# BRIEF
Could you rewrite every one of the items below, substituting "can you give" for "could you provide" each place it appears and keeping everything else the same?
** start of MATERIAL **
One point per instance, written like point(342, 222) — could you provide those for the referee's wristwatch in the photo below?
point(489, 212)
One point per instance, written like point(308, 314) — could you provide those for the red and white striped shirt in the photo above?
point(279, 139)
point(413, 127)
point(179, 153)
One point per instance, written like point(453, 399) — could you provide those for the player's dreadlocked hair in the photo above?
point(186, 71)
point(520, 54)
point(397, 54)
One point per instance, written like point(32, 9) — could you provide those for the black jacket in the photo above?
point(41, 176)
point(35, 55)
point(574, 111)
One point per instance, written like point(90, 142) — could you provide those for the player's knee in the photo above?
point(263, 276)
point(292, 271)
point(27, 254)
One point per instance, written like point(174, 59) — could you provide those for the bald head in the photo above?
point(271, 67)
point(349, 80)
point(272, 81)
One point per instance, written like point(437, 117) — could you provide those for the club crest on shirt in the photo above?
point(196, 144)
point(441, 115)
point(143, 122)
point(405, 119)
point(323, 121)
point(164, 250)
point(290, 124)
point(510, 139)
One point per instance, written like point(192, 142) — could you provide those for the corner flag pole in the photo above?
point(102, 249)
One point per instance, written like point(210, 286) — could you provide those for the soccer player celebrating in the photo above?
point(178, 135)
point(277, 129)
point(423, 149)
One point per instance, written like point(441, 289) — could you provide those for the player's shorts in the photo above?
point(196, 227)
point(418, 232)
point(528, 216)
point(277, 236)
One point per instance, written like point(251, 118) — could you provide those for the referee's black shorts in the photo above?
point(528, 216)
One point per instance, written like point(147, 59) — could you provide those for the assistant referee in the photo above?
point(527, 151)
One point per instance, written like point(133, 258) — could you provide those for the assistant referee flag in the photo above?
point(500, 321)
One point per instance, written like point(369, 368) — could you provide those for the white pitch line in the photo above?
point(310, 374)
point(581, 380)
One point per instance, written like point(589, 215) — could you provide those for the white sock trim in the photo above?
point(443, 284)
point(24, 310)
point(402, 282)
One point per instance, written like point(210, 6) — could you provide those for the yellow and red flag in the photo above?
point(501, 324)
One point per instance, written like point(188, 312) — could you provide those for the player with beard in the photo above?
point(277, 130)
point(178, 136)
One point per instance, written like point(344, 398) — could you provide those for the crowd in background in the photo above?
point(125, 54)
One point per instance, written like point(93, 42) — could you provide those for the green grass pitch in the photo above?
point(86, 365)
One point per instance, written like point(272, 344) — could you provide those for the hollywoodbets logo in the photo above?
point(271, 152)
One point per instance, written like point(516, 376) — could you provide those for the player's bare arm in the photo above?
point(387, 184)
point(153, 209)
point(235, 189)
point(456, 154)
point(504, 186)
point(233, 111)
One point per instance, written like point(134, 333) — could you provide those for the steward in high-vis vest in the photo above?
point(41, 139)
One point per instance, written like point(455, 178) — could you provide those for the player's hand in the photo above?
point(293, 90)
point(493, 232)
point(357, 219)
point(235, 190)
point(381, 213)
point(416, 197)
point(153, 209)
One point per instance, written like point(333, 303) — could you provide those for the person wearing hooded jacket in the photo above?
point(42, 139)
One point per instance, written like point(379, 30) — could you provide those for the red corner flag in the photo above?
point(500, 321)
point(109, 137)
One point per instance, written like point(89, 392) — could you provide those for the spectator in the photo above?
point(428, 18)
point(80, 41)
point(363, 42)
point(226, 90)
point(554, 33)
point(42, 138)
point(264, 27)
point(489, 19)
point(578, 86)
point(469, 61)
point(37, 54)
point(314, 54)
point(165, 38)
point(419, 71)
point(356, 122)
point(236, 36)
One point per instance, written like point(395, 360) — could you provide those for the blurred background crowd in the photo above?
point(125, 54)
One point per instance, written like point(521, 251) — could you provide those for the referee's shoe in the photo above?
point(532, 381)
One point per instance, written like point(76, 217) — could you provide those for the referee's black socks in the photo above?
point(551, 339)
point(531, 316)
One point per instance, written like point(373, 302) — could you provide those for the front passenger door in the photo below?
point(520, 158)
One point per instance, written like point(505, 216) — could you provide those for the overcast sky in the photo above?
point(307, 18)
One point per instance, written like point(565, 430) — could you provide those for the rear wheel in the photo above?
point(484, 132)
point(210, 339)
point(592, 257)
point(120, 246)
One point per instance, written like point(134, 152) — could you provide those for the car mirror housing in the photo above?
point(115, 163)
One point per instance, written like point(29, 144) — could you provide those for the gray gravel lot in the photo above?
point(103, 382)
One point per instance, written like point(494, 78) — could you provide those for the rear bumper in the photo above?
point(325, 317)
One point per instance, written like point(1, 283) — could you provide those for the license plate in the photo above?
** end of MATERIAL **
# OUTPUT
One point per instance, written like point(342, 222) — can you give those for the referee's wristwatch in the photo below?
point(489, 212)
One point per instance, written like point(308, 314) — can you give those for the red and white striped shirt in the photo above?
point(279, 139)
point(413, 127)
point(179, 153)
One point per instance, written like point(453, 399) — can you give those for the player's dreadlocked hair in the photo above?
point(186, 71)
point(520, 54)
point(397, 54)
One point per instance, written like point(32, 9) — can you give those for the black jacket in the photo above?
point(41, 176)
point(35, 55)
point(574, 111)
One point per instance, written like point(90, 142) — can you give those for the player's knee in the photo above?
point(263, 276)
point(292, 271)
point(27, 254)
One point per instance, written like point(174, 59) — can you give those for the bald head in the photo above?
point(271, 67)
point(349, 80)
point(272, 81)
One point per instance, written like point(437, 117) — can you give those for the club crest on shirt in the photo above?
point(196, 144)
point(441, 115)
point(143, 122)
point(405, 119)
point(323, 121)
point(164, 250)
point(290, 124)
point(510, 139)
One point per instance, written like point(192, 142) — can you give those for the corner flag pole in the photo above?
point(102, 249)
One point per instance, written like point(210, 286) — can you give those for the soccer player celebrating in the photo above?
point(178, 135)
point(277, 129)
point(423, 149)
One point per instance, written like point(441, 289) — can you give those for the player's shorts in the photo above?
point(196, 227)
point(418, 232)
point(528, 216)
point(277, 236)
One point per instance, written like point(251, 118) — can you give those for the referee's black shorts in the photo above?
point(528, 216)
One point per instance, written like point(147, 59) — can you give those for the assistant referee in the photo above?
point(527, 151)
One point per instance, written like point(133, 258) — can you give those for the assistant referee flag in the photo above?
point(500, 321)
One point per instance, written like point(369, 368) — can you give those for the white pitch line in the photo above?
point(310, 374)
point(581, 380)
One point per instance, written like point(589, 215) — can you give those for the white sock trim in the photo above?
point(443, 284)
point(24, 310)
point(402, 282)
One point per instance, written like point(210, 6) — can you give those for the yellow and red flag in the photo above?
point(501, 324)
One point per instance, written like point(188, 312) — can you give those for the player with beard in the photo above?
point(277, 130)
point(178, 136)
One point per instance, written like point(344, 398) — can you give those for the crowd in background in the photo above?
point(125, 54)
One point per instance, written like point(93, 42) — can you give those for the green grass pitch in the photo above?
point(86, 365)
One point per instance, written like point(272, 344) — can you give those for the hollywoodbets logo in the photo above?
point(271, 152)
One point per instance, written like point(516, 376) — can you give those for the player's bare arm in the photo above?
point(387, 184)
point(153, 209)
point(235, 189)
point(456, 154)
point(504, 186)
point(233, 111)
One point per instance, written like point(134, 333) — can you give those for the steward in high-vis vest in the photo above?
point(41, 139)
One point per instance, written like point(455, 178) — can you give those for the player's hand in the photo above?
point(293, 90)
point(493, 232)
point(357, 219)
point(235, 190)
point(381, 213)
point(416, 197)
point(153, 209)
One point per instance, written like point(333, 303) — can you give those for the person wearing hooded jacket in the photo above?
point(42, 139)
One point per instance, written like point(379, 30) — can you give those for the red corner flag in the photo above?
point(500, 321)
point(109, 137)
One point per instance, written like point(89, 392) — can you give those for the spectator in the photo above?
point(428, 18)
point(80, 41)
point(363, 42)
point(226, 90)
point(554, 33)
point(42, 138)
point(264, 27)
point(489, 19)
point(578, 86)
point(469, 61)
point(37, 54)
point(314, 54)
point(165, 38)
point(419, 71)
point(356, 122)
point(236, 36)
One point per instance, written like point(395, 360) — can you give those for the blurred background crowd in the photo above?
point(125, 54)
One point per instance, written like point(521, 251) — can you give those for the referee's shoe in the photo above?
point(532, 381)
One point per instance, written like point(76, 217) — can you give those for the referee's black socks in the photo above?
point(551, 339)
point(531, 316)
One point per instance, written like point(373, 302) — can you give those for the front passenger door in the photo below?
point(520, 158)
One point per instance, written like point(505, 216) — can you give those for the overcast sky in the photo above?
point(307, 18)
One point per instance, written like point(565, 430) — can you give those for the rear wheel in the photo above?
point(484, 132)
point(210, 339)
point(592, 257)
point(120, 246)
One point per instance, written like point(134, 152) — can you give those for the car mirror housing in the photo above?
point(115, 163)
One point per instance, written like point(29, 144) — can you give those for the gray gravel lot in the photo above?
point(103, 382)
One point per instance, written like point(494, 78) — can you give those for the rear bumper in the photo above?
point(325, 317)
One point per instance, written like point(1, 283) — can you give those for the license plate in the photo above?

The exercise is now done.